*Exercise text*.
■ ■ ■ ■

Friday, April 22, 2005

Traffic Fatalities - A National Endemic

BrooklynDodger vacillated on whether this was personal or scientific, and has opted to snark on the National Safety Council and DOT in the scientific arena.

First, the Dodger must complain that a condition which is more or less the same all the time is "endemic" not "epidemic." Endemic conditions likely do more damage than epidemic. This is slovenly terminology, like conflating acute [short term] with "really bad."

Second, the Dodger questions whether issuing a preliminary account, to be followed by a final account alleged to have the same data, is merely a twofer for press release purposes.

Next comes the interpretation, particularly the highlighting of the seat belt issue, and drunk driving which didn't get mentioned. The DOT report is available as a powerpoint at http://www-nrd.nhtsa.dot.gov/pdf/nrd-30/NCSA/PPT/2004EARelease.pdf

For 2004, it's projected there will be 42,000 motor vehicle fatalities. Fatilities are trending down, except for motorcycles and heavy trucks, which are going up.

44% of vehicle occupants killed were wearing seatbelts. This suggests some limits in seatbelts as a total strategy. Alcohol was found in 39% of fatalities [assuming mostly the driver]. Some fraction of these alcohol related fatalities were caused by the same factors which caused the 61% unrelated. Speeding was identified in 31% of fatalities.

Preliminary efforts at parsing the FARS data base suggests confounding of drunk driving and not wearing seat belts. The high fatality times are weekend nights. Probably speeding is confounded with drunk driving and not wearing seatbelts. Younger drivers are at increased risk. Together this suggests that interventions aimed at mature drivers going to work in daylight will do little to reduce fatalities.

Among the 5100 killed in heavy truck incidents, 750+ were in the heavy truck and the other
4000 were in the light vehicle. About 16% of the total. This rate went up 4% for total victims. For trends, heavy truck is trending up, and light vehicle only incidents are trending down. Likely seat belts are less effective in crashes between light vehicles and heavy trucks.

http://www.nsc.org/email/newsalert9827.htm

Mineta: Highway traffic fatalities ‘national epidemic’

On April 21, Transportation Secretary Norman Y. Mineta announced “mixed results” in the effort to reduce the number of people killed on U.S. highways. Although the fatality rate dropped and alcohol-related crashes were down from 2003, 42,800 people died on the nation’s highways in 2004 – up slightly from 42,643 in 2003, according to projected 2004 data compiled by NHTSA in a preliminary report. The report also projects the seventh straight increase in motorcycle fatalities.

Mineta called the number of fatalities a “national epidemic,” and said, “If this many people were to die from any one disease in a single year, Americans would demand a vaccine. The irony is we already have the best vaccine available to reduce the death toll on our highways – safety belts.”

■ ■ ■ ■

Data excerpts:
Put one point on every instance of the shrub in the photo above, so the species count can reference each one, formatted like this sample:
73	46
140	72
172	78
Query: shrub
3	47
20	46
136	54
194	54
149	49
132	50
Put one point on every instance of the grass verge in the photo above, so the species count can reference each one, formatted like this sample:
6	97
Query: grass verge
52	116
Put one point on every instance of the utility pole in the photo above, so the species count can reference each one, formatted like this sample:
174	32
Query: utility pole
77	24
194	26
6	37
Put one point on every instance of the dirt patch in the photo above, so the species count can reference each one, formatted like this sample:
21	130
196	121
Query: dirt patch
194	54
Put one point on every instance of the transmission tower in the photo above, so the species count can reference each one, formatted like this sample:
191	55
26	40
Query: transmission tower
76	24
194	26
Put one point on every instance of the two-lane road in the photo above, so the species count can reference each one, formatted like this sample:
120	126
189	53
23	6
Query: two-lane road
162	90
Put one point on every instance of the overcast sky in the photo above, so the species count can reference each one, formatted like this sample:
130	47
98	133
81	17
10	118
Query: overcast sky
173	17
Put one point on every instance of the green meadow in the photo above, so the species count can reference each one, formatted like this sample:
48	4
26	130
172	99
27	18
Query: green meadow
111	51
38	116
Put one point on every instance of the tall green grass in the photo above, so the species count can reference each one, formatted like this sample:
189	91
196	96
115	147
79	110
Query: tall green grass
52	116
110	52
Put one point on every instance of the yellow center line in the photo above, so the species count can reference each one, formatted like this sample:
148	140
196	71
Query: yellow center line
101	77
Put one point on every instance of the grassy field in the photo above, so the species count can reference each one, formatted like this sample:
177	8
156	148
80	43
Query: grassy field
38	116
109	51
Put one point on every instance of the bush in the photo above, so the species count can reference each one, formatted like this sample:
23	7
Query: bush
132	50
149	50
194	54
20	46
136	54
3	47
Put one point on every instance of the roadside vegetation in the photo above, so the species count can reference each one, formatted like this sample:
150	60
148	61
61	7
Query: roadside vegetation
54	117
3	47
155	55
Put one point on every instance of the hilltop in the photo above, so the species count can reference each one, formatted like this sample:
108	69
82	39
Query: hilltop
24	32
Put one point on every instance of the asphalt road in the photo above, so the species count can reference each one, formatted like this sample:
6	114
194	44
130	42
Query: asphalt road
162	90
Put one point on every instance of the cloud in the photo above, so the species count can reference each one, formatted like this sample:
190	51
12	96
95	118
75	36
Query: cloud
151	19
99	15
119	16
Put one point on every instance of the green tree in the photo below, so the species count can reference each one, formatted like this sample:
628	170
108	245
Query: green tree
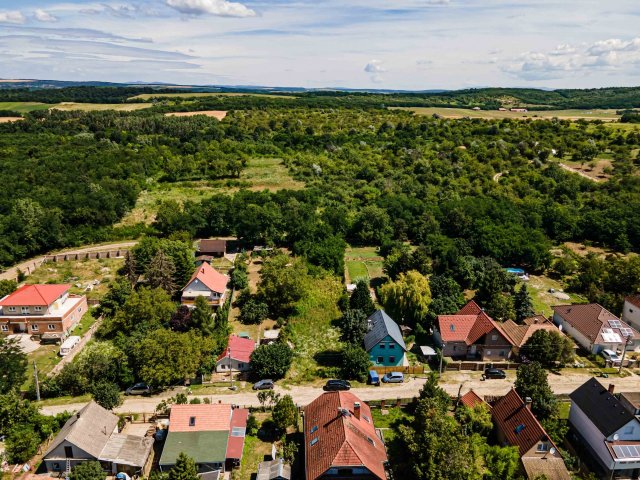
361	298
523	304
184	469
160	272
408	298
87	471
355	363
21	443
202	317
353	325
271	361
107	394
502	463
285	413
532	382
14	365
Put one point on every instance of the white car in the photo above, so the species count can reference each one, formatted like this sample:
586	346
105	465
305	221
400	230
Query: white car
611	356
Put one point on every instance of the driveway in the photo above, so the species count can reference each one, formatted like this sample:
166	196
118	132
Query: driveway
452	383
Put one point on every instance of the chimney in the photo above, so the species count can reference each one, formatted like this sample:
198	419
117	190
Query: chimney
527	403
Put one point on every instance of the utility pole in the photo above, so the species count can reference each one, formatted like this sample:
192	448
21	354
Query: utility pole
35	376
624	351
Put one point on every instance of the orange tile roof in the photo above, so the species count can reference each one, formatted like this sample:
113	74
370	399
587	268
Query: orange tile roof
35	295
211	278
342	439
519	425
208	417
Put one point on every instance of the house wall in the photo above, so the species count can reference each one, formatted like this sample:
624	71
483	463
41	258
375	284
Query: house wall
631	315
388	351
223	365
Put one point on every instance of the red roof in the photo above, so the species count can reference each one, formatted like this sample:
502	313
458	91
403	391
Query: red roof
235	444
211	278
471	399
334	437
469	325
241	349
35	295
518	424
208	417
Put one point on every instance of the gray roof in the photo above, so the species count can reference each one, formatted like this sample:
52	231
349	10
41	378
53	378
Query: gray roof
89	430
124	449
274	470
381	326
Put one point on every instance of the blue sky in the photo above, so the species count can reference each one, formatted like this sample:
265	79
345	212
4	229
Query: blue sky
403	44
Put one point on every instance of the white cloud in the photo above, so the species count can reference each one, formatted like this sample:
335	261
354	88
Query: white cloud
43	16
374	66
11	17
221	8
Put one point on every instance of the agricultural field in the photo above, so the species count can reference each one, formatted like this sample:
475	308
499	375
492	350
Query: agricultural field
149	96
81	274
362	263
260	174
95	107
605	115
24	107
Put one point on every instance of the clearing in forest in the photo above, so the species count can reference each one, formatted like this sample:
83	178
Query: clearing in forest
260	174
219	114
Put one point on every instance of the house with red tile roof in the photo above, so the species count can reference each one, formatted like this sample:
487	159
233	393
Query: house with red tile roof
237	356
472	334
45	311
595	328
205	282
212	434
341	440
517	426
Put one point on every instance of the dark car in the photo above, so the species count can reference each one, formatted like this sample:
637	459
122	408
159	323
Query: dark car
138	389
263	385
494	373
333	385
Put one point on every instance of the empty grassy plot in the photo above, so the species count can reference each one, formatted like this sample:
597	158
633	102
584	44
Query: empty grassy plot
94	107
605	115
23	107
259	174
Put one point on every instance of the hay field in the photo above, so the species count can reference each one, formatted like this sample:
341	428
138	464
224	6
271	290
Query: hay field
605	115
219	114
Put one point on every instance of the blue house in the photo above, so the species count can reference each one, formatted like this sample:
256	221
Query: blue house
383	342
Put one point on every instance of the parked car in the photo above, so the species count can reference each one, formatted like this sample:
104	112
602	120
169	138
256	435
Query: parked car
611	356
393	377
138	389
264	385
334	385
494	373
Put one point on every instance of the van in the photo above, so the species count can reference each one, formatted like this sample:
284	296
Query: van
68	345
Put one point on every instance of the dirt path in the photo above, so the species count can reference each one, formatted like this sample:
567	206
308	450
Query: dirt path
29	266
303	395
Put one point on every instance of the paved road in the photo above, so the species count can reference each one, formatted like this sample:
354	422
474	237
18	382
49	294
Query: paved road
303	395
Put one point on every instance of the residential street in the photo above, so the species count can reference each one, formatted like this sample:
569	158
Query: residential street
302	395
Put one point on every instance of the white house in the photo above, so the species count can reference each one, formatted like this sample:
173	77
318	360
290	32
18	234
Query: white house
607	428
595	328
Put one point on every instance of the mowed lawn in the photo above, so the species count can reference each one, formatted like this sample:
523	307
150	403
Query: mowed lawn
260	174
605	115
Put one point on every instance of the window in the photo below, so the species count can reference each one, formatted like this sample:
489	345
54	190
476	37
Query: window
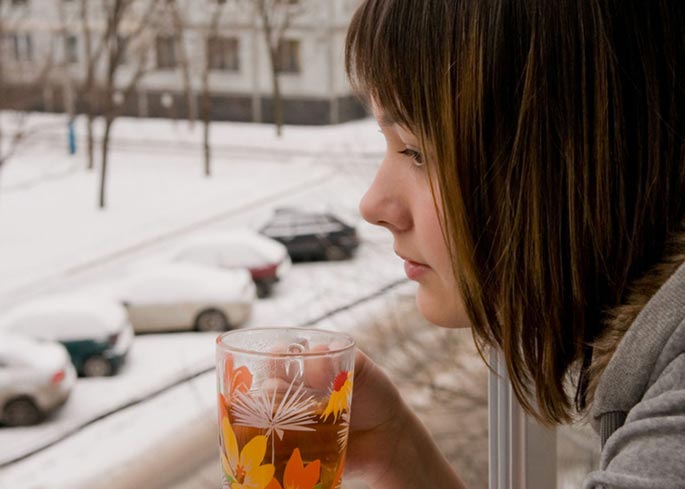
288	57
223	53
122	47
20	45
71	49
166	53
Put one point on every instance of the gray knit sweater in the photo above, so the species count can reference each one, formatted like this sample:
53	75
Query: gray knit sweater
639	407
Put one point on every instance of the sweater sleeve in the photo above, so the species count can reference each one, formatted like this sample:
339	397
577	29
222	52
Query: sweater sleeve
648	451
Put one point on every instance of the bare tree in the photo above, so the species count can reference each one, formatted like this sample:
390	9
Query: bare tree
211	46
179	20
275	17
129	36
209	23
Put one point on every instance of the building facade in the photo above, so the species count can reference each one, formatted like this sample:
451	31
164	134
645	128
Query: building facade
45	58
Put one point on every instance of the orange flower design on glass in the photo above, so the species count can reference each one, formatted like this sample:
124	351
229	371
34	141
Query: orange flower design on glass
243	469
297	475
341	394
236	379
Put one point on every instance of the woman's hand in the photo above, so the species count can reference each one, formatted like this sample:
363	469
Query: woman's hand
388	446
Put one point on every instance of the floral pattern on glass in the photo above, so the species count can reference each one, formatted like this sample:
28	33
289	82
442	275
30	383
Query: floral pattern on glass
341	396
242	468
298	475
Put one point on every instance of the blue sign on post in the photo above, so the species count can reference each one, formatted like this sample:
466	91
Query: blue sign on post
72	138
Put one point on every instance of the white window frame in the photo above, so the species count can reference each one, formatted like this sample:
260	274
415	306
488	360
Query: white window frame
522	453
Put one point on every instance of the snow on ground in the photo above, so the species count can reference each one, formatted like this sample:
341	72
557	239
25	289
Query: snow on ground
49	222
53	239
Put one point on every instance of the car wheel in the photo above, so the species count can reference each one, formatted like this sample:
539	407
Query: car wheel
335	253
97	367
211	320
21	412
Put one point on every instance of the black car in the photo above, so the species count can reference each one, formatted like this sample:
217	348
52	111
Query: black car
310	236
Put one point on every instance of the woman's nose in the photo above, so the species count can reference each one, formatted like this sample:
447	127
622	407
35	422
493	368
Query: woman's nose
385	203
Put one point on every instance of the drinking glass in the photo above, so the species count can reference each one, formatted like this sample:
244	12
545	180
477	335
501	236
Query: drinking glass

■ ■ ■ ■

*Your task*.
Repeat the part of the blog post on traffic fatalities between "BrooklynDodger vacillated on" and "the scientific arena.", inclusive, word for word. Rely only on the text when doing this work.

*Finished exercise*.
BrooklynDodger vacillated on whether this was personal or scientific, and has opted to snark on the National Safety Council and DOT in the scientific arena.